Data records
<<<<
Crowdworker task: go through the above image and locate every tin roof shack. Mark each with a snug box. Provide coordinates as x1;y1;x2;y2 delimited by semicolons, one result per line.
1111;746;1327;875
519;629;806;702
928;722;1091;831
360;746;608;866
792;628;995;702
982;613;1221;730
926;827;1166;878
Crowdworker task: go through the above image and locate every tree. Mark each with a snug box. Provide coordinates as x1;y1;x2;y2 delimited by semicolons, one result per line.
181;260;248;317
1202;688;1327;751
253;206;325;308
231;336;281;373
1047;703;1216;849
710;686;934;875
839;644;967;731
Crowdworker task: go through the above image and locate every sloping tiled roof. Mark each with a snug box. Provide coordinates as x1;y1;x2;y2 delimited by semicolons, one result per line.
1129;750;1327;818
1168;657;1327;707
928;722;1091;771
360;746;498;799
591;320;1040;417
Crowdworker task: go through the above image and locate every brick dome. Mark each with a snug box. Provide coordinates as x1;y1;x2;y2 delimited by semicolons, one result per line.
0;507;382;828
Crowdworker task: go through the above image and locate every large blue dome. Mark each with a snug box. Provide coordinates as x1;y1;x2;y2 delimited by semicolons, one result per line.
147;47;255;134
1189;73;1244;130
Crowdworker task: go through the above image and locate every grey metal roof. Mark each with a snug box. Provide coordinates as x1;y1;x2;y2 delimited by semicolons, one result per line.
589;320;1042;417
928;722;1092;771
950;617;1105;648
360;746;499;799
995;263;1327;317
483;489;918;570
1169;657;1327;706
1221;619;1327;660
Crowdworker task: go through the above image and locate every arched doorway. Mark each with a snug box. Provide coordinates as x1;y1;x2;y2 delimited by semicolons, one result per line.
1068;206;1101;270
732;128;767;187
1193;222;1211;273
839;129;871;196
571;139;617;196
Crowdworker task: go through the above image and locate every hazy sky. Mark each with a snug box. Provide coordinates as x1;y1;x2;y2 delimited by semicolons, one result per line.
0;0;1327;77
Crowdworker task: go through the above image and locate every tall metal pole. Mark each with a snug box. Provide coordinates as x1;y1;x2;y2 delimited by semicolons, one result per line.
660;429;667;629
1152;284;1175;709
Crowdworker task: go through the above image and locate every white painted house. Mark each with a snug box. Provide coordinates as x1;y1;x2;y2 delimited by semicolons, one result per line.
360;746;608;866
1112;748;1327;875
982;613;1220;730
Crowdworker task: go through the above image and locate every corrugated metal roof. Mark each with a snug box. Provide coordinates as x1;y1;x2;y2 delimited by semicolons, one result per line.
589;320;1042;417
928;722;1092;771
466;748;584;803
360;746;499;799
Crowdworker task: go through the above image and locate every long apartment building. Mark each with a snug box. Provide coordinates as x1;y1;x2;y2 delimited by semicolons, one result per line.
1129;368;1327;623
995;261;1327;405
>>>>
• Problem: Reproduce every line from the start of the listing through the line containing "926;827;1166;878", including the request, and offset each bounding-box coordinate in the answers by adding 50.

• Finished answer:
Crowdworker task: go through the above image and locate every tin roof shack. Mark each with a snug box. Provide coordinates as x1;y1;x2;y2 delimited by semicolons, one result per line.
1161;796;1377;925
569;679;856;752
978;772;1141;881
410;796;658;916
842;678;1045;752
1032;663;1271;780
976;877;1216;928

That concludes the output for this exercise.